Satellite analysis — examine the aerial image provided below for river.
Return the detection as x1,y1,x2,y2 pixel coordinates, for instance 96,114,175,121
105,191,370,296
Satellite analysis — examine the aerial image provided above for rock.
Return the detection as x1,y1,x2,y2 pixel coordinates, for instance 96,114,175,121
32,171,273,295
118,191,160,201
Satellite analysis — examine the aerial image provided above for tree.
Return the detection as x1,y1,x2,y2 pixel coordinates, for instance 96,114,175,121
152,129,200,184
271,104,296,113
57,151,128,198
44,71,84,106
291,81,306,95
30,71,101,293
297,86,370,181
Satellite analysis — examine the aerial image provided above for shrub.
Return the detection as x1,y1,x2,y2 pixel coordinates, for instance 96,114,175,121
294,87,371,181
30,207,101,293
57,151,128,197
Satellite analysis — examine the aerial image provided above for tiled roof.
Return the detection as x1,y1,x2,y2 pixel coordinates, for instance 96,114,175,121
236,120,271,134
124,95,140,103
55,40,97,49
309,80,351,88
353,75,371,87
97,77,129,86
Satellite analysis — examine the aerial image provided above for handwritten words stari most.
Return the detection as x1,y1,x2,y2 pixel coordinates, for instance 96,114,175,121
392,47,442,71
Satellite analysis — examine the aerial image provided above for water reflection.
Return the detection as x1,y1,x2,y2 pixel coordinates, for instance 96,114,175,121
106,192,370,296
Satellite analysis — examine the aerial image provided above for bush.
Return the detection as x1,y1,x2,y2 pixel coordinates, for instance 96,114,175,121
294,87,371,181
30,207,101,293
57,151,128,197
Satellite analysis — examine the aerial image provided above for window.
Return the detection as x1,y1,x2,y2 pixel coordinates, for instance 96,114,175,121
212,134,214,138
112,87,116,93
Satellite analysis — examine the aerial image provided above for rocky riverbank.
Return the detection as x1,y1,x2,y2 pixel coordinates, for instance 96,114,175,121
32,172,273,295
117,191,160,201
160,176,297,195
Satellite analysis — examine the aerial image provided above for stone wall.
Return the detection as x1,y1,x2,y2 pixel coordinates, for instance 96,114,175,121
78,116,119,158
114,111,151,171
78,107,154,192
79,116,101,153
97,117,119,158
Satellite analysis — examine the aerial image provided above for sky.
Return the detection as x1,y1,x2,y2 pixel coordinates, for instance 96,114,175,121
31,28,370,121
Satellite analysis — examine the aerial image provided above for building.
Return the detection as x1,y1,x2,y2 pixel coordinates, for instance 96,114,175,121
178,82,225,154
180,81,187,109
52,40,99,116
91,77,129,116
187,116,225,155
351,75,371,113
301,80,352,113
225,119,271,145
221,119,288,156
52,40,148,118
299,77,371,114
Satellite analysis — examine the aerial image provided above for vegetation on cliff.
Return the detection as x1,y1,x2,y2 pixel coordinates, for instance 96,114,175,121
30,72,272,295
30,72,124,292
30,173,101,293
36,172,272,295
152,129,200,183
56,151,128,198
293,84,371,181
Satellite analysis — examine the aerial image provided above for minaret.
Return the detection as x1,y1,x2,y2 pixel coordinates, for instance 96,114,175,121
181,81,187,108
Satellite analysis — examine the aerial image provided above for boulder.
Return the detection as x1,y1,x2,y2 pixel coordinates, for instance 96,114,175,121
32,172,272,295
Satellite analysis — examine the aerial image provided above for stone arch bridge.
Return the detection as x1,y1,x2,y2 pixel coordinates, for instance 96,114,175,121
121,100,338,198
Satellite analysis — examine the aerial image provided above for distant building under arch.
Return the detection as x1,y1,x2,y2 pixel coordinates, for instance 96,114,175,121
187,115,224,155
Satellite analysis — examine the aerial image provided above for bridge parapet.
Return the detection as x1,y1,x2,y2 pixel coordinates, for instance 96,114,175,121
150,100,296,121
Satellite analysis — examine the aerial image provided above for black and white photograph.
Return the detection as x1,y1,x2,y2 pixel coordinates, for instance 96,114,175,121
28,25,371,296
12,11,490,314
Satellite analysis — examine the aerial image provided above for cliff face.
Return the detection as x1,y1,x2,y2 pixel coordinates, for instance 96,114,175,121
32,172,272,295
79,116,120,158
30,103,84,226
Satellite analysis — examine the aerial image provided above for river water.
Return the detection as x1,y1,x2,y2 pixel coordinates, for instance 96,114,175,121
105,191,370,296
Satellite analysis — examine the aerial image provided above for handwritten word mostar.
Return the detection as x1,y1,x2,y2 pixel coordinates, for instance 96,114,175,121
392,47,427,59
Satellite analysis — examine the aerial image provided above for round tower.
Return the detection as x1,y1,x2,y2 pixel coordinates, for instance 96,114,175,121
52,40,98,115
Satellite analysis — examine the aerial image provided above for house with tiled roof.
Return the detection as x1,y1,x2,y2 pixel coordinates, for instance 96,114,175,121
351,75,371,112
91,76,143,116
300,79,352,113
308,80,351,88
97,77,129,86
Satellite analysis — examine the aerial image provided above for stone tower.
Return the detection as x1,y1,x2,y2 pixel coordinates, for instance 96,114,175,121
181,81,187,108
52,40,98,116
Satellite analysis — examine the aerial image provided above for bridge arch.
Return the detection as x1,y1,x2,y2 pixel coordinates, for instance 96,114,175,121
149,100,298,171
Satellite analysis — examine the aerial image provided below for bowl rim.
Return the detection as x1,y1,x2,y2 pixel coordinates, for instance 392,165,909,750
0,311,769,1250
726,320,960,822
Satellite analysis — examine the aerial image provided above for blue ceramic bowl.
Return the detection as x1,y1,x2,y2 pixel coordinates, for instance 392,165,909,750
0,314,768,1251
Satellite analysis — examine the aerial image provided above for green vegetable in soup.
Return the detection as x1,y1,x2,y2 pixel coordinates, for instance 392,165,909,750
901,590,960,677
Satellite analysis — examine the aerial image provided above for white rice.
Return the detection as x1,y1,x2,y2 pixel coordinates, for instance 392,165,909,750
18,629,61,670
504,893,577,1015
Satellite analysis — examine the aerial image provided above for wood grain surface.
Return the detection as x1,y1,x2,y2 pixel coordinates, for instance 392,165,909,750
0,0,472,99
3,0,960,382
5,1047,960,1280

### Assigned task
Look for the word "handwritten" in the listing above, and copy every line where you find it.

### Answer section
Satellite analysis — examine the aerial image provided above for handwritten words stari most.
Satellite analysis — examine the aerial image provided above for handwritten word mostar.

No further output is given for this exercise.